**THE PROBLEM:** Print out all the records, word for word.

[EXTRACTED RECORDS — start]

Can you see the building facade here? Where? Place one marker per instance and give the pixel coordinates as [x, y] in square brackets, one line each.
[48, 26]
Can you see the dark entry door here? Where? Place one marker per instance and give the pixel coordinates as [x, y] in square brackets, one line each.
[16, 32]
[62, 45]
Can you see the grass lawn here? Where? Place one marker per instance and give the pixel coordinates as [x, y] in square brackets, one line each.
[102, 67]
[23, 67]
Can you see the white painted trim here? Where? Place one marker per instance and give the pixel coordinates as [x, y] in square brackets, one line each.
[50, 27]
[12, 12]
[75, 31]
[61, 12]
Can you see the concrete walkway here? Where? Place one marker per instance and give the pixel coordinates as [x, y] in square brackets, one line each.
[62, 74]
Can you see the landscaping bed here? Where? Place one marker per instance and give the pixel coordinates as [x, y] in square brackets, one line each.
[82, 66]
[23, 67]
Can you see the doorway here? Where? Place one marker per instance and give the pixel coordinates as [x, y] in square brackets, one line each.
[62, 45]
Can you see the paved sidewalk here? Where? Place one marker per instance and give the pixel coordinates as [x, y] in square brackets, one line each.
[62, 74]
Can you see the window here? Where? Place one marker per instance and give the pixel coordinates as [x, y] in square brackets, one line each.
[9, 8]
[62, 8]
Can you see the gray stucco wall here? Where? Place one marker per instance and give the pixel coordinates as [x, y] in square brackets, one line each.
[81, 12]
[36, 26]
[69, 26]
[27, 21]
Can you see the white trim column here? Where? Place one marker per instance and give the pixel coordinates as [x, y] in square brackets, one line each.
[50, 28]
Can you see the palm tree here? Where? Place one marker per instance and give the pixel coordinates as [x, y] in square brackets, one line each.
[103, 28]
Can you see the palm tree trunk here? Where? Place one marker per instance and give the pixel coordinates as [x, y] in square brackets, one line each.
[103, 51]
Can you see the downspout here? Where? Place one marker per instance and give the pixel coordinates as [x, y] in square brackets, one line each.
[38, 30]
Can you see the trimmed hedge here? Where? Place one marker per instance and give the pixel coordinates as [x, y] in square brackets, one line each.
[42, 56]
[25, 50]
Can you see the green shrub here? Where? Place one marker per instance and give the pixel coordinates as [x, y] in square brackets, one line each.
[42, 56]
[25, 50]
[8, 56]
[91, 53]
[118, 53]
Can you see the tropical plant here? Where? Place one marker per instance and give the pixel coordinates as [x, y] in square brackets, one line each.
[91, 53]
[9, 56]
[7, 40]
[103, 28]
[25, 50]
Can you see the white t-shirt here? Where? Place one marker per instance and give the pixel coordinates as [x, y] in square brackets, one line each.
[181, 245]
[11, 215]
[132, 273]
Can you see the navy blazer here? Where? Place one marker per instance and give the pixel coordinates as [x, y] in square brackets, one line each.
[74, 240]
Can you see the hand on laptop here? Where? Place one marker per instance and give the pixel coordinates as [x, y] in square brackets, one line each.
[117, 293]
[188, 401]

[EXTRACTED RECORDS — finish]

**SOLUTION:**
Can you see the building facade here? Where? Place one marker per instance and give the pixel coordinates as [x, y] in square brackets, one line each.
[48, 26]
Can you see the dark entry door here? Where? Place one marker per instance and give the pixel coordinates as [x, y] in square brackets, one line each.
[16, 32]
[62, 45]
Can you see the grass lawn here? Where? Place one marker per instance and give the pixel coordinates as [x, y] in square brackets, one line each.
[102, 67]
[23, 67]
Can you see the white painted trim here? Where? Place one marker per instance and give the pixel coordinates as [x, y] in square brackets, one line each.
[50, 27]
[12, 12]
[75, 31]
[61, 12]
Can you see the concrete walkway here? Where? Place one marker per instance and give the pixel coordinates as [x, y] in square brackets, one line each.
[62, 74]
Can you see the landscaping bed here? Where? Place one marker per instance and give the pixel coordinates as [x, y] in square brackets, one line each.
[82, 66]
[23, 67]
Can you see the doorway here? Where? Place one marker per instance and give the pixel coordinates as [x, y] in square brackets, one line each.
[62, 45]
Can you see the paved sidewalk here? Where? Place one marker per instance and give the pixel coordinates as [x, y] in square brackets, one line each.
[62, 74]
Can you see the window here? Where? Place one marker per instance and give the pixel coordinates as [x, y] in square brackets, one line each.
[9, 8]
[62, 8]
Can you see the gray stucco wall here? Where? Place one marker per instance and give the pixel coordinates as [x, y] in square brackets, one line each.
[81, 12]
[36, 26]
[69, 26]
[27, 21]
Can you see the white trim column here? Where? Place one marker per instance and give the pixel coordinates as [x, y] in square brackets, one line each.
[50, 28]
Can you see the palm tree here? Where? Place one marker per instance and give the pixel coordinates as [x, y] in square brackets, one line each.
[103, 28]
Can you see the palm tree trunk here? Where? Place one marker per instance and give the pixel coordinates as [x, y] in square brackets, one line each.
[103, 51]
Can you see the downspout here? Where? Place one marker per instance and give the pixel coordinates as [x, y] in square brackets, one line each.
[38, 30]
Can you see the trimmed hedge here? Where? Place one marker per instance and give the pixel coordinates as [x, y] in square brackets, one line each.
[42, 56]
[25, 50]
Can you see the green shrub here? Where? Place one marker per instance and give the pixel coordinates as [x, y] in square brackets, one line each.
[42, 56]
[25, 50]
[8, 56]
[91, 53]
[118, 53]
Can you see the tropical plant here? Where? Place one marker per instance and give the pixel coordinates as [x, y] in square brackets, one line each.
[91, 53]
[9, 56]
[7, 40]
[103, 28]
[25, 50]
Can you see the white t-shirt here? Where? Place one marker per instance and give the pixel coordinates as [x, y] in square brackets, one line each.
[181, 245]
[11, 215]
[132, 273]
Can you see the navy blazer here? Where? Place one marker per instance and give the pixel coordinates as [x, y] in square brackets, one line each.
[74, 240]
Can you see the hand on laptop here? Where? Place one marker per instance and give the pixel coordinates as [x, y] in square brackets, one line each.
[117, 293]
[188, 401]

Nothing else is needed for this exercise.